You'll also have known that things calmed down for a few days, due to the fact that Egypt had it's first "free" democratic parliamentary elections on the 28th and 29th of November. There are lots of things floating around about the complexity of the elections themselves, and I'm not the best person to try and explain it, but all I know is that things DID kick up in Tahrir the day after the 29th. It kind of reverted back to the way it was in Tahrir for a while. Things are as quiet as they can be, currently.
Another thing - because of all this, my plan to see the sunrise at Mt. Sinai on the Sinai penninsula and see St. Catherine's monastery were foiled. I'm rather saddened by it.
However! Instead of going out to Sinai, we tried to take advantage of our abnormally long break over Thanksgiving (what with the chaos that was the three students in Tahrir and Tahrir getting really bad for a few days), by going to Giza one last time and riding the camels. Yes. I finally rode a camel. Now, family, you can all leave me alone! :)
Pictorial Evidence:
Ashley and I with Ginger (her real name was Daisy), Ross and Cat
with Bob Marley, and Nick and Miriam with Moses.
But anyway, it was seriously two hours of them badgering. I was really grumpy and frustrated with them, and when we finally rode the camels, one of the owner's called me "angry-lady". Yep. That's me. I was very angry and short tempered with them. I think being here has caused me to grow some thick-skin (and perfecting my witch-with-a-b-please face).
Then on Friday, my roommate Amelia, and some of our friends went to Cairo Tower on Zamalek where we live to view what would be called Martyr Friday from above. Oh. My. God. The smog. Mom, I may need an inhaler when I come home!
Cairo Tower |
Tahrir Square from Cairo Tower |
The swanky side of Zamalek and SMOOOOG. |
Sunset in the Smog. Woo, lung cancer! |
Then schoolwork finally kicked up. You know how hard it is to actually care about your work when you've basically done next to nothing all semester? Really. Really. Hard. I've never felt this way about school before, and I don't desire to feel this way about school. I was always that kid who was super excited for school! I love it. I hope when I come back to Gettysburg, my work ethic is restored!

— WORK INSTRUCTION 1 —
How would you restate the paragraph in the Cairo blog post beginning "Then on Friday, my roommate Amelia" as a short bulleted list that keeps its main facts?
— WORK INSTRUCTION 2 —
Which of the writer's companions are named in the Cairo blog post?
— WORK INSTRUCTION 3 —
Can you go on with the Cairo blog post, starting after its last sentence?

— RECORDED DATA —
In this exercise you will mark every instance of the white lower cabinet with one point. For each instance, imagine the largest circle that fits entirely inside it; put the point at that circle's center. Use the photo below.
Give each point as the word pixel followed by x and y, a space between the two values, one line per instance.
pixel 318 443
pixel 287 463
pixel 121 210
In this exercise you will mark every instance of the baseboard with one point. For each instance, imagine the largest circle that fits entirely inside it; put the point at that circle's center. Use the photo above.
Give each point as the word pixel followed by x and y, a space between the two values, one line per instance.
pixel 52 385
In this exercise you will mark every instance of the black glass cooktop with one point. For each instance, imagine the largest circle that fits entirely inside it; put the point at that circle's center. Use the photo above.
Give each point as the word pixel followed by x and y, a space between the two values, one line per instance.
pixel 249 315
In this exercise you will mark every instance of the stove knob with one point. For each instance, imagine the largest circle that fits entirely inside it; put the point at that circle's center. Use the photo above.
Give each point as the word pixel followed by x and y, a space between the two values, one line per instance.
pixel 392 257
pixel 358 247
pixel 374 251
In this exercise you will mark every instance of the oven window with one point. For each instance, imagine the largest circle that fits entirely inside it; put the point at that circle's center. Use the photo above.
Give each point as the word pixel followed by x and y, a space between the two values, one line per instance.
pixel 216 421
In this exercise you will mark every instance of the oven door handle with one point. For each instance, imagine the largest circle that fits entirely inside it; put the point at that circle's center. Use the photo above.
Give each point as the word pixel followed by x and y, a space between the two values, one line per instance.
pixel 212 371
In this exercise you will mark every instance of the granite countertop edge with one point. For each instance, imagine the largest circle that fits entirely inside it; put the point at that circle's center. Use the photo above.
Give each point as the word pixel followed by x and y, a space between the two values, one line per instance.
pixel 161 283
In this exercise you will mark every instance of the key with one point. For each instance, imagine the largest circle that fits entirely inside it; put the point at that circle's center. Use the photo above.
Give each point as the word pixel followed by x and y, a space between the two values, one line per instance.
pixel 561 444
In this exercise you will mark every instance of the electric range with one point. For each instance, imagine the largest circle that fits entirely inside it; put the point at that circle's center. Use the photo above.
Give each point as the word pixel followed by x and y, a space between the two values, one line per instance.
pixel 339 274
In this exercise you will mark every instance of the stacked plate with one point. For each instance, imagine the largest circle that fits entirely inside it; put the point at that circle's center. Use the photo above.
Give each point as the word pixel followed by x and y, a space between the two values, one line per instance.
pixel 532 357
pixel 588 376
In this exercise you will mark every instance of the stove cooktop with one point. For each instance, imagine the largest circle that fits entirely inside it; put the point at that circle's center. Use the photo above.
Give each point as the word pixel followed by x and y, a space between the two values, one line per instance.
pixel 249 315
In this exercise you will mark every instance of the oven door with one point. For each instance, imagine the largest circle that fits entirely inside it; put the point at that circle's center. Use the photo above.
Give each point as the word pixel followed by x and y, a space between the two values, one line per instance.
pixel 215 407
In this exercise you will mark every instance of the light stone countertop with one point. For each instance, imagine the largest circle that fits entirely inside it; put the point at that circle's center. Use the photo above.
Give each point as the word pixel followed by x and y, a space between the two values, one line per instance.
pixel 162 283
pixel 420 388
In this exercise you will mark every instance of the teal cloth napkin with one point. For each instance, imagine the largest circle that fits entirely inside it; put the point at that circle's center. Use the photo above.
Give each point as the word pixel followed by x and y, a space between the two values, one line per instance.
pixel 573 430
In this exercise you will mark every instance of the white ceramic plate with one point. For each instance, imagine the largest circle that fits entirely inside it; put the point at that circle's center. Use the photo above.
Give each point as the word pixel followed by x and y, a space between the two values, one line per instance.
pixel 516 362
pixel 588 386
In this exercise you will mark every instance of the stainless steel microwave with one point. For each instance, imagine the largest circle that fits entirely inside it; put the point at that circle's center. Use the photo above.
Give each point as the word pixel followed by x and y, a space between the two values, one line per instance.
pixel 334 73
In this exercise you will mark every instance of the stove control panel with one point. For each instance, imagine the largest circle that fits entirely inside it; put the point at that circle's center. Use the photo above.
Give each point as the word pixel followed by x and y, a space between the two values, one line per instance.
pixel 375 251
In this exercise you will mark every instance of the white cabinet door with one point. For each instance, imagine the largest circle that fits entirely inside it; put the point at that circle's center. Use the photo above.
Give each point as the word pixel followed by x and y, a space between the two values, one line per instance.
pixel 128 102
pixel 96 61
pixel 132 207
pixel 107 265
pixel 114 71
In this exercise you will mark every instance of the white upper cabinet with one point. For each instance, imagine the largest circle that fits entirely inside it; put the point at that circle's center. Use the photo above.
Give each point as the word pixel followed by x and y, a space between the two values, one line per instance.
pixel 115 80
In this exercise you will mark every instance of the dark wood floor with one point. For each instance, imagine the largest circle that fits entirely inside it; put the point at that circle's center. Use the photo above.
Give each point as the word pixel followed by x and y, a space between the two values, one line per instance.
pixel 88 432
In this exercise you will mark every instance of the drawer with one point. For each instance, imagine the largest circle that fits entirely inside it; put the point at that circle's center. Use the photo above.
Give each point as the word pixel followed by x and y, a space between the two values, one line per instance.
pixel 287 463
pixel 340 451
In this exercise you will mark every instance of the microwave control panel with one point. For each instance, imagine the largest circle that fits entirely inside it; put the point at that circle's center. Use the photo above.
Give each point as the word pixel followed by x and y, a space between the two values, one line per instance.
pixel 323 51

— TASK RESULT 1 —
- On Friday, the writer, roommate Amelia, and some friends went to Cairo Tower on Zamalek, where they live.
- They went to watch what would be called Martyr Friday from above.
- The smog was overwhelming, and the writer joked to Mom about needing an inhaler back home.

— TASK RESULT 2 —
Ashley, Ross, Cat, Nick, Miriam, Amelia

— TASK RESULT 3 —
Speaking of Gettysburg, I can't wait to come home. Yes, I have a bit of sadness in me for leaving here. It's a great country. I do like it here. I'm just not meant to live here like some are. I don't think I could handle it. But that's what study abroad is all about, yeah? Finding out about yourself. I've found a great masters program while I've been here online in England, close to the Scottish border. I'm absolutely in love with it. I think that's where I belong. Maybe someday I'll come back to Egypt and do all the things I won't get to do (i.e. Sinai, Black and White Desert, spend more time in Alexandria) right now because of time. There's twenty days left. I keep thinking about things I miss from home (mainly food, i.e. - grilled cheese, Swiss Miss hot chocolate, cheesecake, MILK!, garlic bread, lots and lots of nice cold fruit like grapes, bigger cartons of juice, cinnamon toast, iced tea, and of course Servo cookies!) and things other than food. Like my giant stack of books. My puppy. My bed. Oh and I guess my little brother ;). I did get an email, on a tangent, from Professor Hendon about a field school in Italy for three weeks in the summer. I still really really want to go one day to a field school, but this was just poor timing. I already have a job for the summer (I'm going to be an intern at Appomattox National Park in the middle of nowhere Virginia!) and it's so expensive!
Anyway, I'm expecting these next twenty days to go by really fast. At least, part of me really hopes they do. I've got a lot of work to get done before final exams (of which I have three, and then one presentation) and then a week to do nothing, get some shopping done, pack and go home!